Then Aimee Powell’s commanding Venetia ‘the queen’ tries to retrieve intimate photos her ex forced into making – and now threatens to send them viral. She’s lost her younger sister to knife crime. Zak Douglas’ tumbling, active Bin, fond of her and whom she thinks of as different, hides the fact that he transported a gun. As Venetia’s younger sister was gunned down. There’s edgy half-hero, half-coward and always querulous Jonah. Khai Shaw makes him uncomfortably real.

Powell’s voice is nailingly fine yet melting. She can soar stratospherically yet fine down her harmonies to heartbreak. Her diction too is very strong – the women are generally cleaner in delivery and more easy to follow. The work deploys and idiom yo attune to after 10-15 minutes.

It’s because of Venetia the five – as they are then, which includes Nigar Yeva’s smart sharp-witted yet warm Saira – journey towards the heart of darkness. The Notre Dame Estate. After some journeying they try batting away zany Bushkid, the gawky, awkward girl wearing a school tie (who does nowadays?) on her electric bike. Kate Donnachie’s performance is quite wonderful as the bright child of a psychologist, clearly on the Knights’ wrong side of the tracks, but whose scouting skills and sheer guts soon prove indispensible. ‘After some consideration we can state, consider yourself one of us.’ Wrong lyric right sentiment.

Donnachie’s singing too – she gets one plangent solo – is superb and individual. Powell’s is pure lyric soprano. Donnachie’s is deeper with a distinct timbre to it. It would have been good to have heard more of her.

The bus-ride to the estate, the gambits to trick Venetia’s ex out (and her wavering at the sight of his persuasion, nattily lit), as she pleads, her friends finally jump and retrieve the phone are the first acts’ highlight. Deleting the messages none to soon though they soon discover why they’re in enemy territory, as Odele relates.

#### Source material
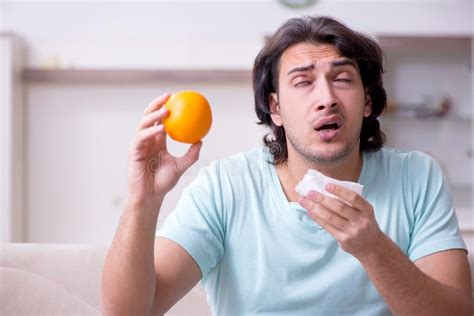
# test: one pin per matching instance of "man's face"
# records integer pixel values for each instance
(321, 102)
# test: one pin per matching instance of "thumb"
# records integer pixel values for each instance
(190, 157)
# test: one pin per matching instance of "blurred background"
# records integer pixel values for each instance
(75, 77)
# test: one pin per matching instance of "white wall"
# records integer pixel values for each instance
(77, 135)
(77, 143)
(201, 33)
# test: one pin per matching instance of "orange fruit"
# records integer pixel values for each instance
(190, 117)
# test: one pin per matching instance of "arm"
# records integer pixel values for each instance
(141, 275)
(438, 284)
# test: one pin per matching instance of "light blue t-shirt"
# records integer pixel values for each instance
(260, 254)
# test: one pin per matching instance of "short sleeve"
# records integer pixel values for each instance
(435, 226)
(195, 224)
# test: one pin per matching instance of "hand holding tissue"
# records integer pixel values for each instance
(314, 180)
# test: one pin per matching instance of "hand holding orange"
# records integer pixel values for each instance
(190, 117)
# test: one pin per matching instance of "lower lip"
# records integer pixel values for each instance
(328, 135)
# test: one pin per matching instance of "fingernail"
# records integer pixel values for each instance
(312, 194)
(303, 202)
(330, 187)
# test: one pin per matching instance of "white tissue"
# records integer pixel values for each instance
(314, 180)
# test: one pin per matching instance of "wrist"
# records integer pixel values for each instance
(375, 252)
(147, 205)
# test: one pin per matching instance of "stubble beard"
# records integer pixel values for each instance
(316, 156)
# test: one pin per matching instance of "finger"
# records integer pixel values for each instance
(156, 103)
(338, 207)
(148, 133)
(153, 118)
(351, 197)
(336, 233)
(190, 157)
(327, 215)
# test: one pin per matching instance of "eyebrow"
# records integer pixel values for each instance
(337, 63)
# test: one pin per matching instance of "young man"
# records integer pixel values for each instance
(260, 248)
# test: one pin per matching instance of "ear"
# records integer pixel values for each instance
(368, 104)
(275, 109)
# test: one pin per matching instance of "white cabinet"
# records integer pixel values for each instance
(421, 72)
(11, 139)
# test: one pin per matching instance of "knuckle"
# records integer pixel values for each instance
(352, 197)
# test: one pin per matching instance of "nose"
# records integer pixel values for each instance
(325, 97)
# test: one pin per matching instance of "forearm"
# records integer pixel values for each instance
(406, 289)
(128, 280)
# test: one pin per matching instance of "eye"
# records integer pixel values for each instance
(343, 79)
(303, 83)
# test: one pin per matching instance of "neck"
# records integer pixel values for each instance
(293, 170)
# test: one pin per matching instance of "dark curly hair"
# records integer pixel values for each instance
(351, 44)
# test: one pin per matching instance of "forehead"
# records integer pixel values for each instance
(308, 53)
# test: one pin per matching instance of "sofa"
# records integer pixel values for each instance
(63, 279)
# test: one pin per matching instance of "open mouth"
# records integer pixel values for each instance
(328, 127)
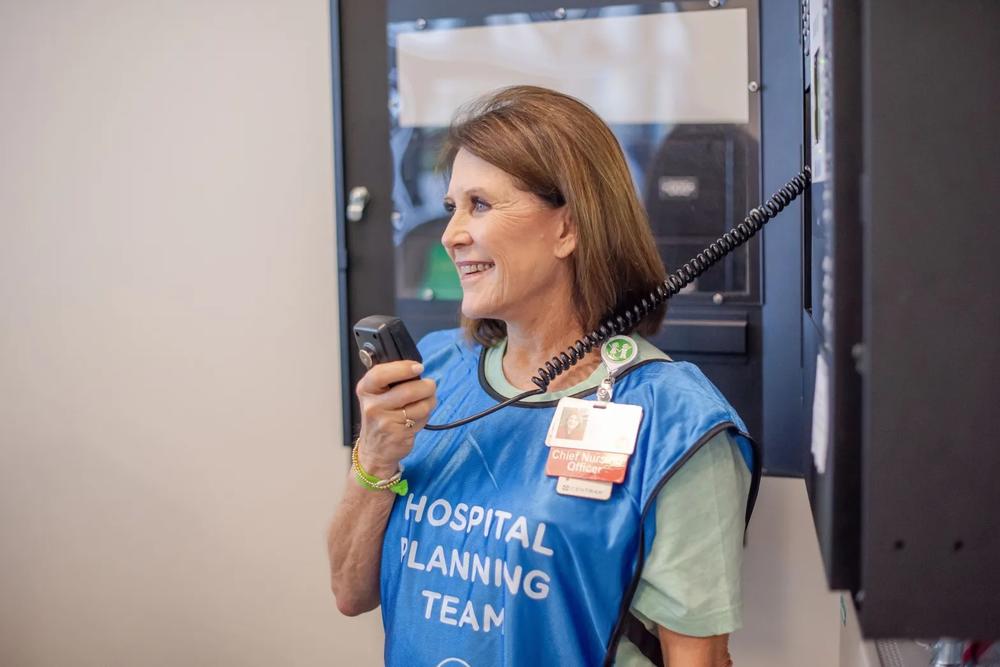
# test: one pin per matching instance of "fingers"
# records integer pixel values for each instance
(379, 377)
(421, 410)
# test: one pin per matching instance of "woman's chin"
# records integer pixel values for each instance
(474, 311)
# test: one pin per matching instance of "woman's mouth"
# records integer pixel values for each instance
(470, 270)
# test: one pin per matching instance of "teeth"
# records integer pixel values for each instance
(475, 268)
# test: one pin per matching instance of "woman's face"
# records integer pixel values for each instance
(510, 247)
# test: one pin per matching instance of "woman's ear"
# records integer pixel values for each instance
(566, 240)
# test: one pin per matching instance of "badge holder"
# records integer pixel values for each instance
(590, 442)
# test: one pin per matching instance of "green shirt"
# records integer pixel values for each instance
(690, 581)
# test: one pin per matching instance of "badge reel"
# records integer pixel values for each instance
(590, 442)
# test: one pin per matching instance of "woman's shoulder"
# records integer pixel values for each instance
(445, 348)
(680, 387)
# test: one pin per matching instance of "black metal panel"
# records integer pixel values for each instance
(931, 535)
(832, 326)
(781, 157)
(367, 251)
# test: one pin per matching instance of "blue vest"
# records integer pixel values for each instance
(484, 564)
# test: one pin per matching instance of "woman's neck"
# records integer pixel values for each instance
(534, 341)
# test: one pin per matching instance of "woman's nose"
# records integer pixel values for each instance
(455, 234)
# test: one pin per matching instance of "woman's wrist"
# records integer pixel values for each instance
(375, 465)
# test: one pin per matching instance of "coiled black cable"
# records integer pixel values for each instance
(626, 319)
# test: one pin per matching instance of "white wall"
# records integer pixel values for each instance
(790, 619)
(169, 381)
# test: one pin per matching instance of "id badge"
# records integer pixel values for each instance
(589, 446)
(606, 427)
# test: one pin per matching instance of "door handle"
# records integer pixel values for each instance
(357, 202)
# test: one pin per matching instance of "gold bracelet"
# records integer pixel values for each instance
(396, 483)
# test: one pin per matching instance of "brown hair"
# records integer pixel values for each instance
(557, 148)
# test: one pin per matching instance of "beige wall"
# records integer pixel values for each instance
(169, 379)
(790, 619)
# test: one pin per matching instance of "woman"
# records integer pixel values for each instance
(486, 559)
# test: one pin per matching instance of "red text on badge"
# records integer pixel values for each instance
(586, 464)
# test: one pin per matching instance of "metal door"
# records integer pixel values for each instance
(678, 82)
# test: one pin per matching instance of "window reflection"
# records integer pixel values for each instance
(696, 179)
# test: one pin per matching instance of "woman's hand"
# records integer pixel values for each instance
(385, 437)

* * *

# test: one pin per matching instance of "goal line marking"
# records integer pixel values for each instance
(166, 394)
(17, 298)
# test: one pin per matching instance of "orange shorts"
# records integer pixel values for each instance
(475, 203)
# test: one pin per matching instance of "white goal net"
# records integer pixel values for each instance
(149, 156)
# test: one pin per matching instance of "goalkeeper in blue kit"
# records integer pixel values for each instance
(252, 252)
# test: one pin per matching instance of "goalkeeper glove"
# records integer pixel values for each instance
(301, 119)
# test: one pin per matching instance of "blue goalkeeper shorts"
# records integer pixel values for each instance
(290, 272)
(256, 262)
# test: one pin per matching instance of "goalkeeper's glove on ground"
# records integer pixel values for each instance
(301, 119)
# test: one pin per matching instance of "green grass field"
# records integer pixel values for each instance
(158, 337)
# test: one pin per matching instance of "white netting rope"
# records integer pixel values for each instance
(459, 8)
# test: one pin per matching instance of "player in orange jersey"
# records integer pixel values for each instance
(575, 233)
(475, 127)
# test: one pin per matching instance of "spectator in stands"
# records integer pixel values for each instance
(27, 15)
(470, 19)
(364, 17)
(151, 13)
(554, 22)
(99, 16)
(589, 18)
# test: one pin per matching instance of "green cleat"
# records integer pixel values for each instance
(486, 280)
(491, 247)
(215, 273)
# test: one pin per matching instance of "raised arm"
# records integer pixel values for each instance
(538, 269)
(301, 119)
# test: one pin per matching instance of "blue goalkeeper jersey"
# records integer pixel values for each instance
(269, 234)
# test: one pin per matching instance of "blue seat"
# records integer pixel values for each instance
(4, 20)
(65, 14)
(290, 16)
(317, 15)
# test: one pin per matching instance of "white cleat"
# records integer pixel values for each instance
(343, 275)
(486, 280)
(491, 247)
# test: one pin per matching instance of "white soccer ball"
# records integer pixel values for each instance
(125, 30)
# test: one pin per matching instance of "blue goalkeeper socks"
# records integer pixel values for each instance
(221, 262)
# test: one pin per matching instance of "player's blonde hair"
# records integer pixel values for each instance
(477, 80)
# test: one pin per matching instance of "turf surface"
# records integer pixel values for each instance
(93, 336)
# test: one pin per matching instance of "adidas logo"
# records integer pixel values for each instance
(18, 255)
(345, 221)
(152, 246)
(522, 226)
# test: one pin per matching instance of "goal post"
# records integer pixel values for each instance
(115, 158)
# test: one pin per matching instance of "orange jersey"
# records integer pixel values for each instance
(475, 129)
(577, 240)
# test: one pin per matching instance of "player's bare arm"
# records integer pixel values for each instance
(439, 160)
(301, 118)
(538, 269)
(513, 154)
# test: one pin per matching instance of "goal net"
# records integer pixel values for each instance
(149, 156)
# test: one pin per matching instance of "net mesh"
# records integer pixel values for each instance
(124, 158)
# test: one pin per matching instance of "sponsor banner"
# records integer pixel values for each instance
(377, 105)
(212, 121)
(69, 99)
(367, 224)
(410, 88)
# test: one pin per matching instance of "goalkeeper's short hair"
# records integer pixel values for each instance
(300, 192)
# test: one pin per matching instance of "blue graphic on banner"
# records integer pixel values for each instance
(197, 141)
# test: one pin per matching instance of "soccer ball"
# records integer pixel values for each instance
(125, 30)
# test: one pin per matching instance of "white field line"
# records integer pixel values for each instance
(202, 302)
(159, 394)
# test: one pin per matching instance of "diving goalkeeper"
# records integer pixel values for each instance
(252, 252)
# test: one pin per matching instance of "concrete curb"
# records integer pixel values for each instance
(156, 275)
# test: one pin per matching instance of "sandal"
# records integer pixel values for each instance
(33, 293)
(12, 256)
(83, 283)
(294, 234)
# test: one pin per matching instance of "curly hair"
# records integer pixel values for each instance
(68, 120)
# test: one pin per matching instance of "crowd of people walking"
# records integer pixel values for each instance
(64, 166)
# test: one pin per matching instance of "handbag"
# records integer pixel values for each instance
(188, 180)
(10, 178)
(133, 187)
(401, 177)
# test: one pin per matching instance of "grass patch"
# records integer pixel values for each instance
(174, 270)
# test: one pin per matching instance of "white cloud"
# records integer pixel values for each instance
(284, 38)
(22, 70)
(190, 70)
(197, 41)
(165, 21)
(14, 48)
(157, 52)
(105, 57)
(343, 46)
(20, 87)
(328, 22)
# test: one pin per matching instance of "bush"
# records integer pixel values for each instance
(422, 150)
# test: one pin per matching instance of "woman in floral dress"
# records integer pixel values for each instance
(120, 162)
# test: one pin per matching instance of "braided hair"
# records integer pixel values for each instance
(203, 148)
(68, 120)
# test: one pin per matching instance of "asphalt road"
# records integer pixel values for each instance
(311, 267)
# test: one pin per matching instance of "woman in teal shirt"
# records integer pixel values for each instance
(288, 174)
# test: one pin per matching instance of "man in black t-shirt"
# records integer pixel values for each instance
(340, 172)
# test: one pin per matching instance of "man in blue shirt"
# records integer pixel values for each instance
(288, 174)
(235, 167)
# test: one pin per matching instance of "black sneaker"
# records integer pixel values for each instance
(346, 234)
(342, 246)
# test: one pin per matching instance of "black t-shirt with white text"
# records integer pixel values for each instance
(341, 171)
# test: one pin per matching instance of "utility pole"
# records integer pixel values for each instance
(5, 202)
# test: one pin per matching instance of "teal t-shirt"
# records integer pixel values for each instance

#### Tasks to carry out
**a.** Condense the paragraph of the review that begins "Donnachie’s singing too" into a short bulleted list that keeps its main facts.
**b.** Answer these questions using the review:
(i) Which performer plays Jonah?
(ii) What is Bushkid wearing while on her electric bike?
(iii) What is the name of the estate the group travels toward?
**c.** According to the review, why are the women in the cast easier to follow? Answer in one or two sentences.

#### Answers to this exercise
**a.**
- Donnachie's singing is superb and individual, and she gets one plangent solo.
- Powell's voice is a pure lyric soprano.
- Donnachie's voice is deeper and has a distinct timbre.
- The reviewer would have liked to hear more of her.

**b.**
(i) Khai Shaw
(ii) A school tie
(iii) The Notre Dame Estate

**c.** The women are easier to follow because they are generally cleaner in their delivery. The review makes this point about Powell's strong diction.